Render each line of the items below as a Markdown table with the columns Row and Line, numbering the rows and skipping blank lines. Omit the pictures.

[BEGIN]

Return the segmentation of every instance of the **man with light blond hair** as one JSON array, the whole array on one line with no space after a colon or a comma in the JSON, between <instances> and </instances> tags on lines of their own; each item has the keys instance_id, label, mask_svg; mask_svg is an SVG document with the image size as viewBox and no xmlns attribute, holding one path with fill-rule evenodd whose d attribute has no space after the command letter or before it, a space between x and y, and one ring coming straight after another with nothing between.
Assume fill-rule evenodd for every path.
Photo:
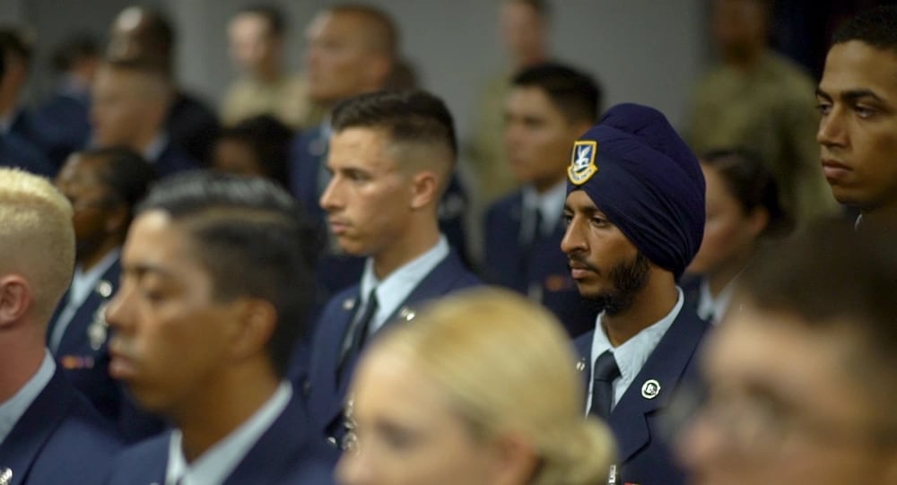
<instances>
[{"instance_id":1,"label":"man with light blond hair","mask_svg":"<svg viewBox=\"0 0 897 485\"><path fill-rule=\"evenodd\" d=\"M74 266L72 206L48 180L0 169L0 483L100 483L118 440L45 346Z\"/></svg>"}]
</instances>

[END]

Exercise output:
| Row | Line |
|---|---|
| 1 | Return the segmentation of every instance of the **man with light blond hair** as one JSON array, the whole array on one line with no space after a colon or a comma in the JSON, between <instances> and </instances> tags on lines of their own; each item has the keys instance_id, label, mask_svg; mask_svg is an SVG document with the image size as viewBox and no xmlns attribute, holding one path with fill-rule evenodd whose d attribute has no space after the command letter or before it, a space between x and y, and one ring coming straight after another with nothing between. |
| 2 | Assume fill-rule evenodd for every path. |
| 3 | Photo: |
| 4 | <instances> |
| 5 | [{"instance_id":1,"label":"man with light blond hair","mask_svg":"<svg viewBox=\"0 0 897 485\"><path fill-rule=\"evenodd\" d=\"M74 266L72 206L48 180L0 169L0 483L100 483L118 440L45 346Z\"/></svg>"}] |
| 6 | </instances> |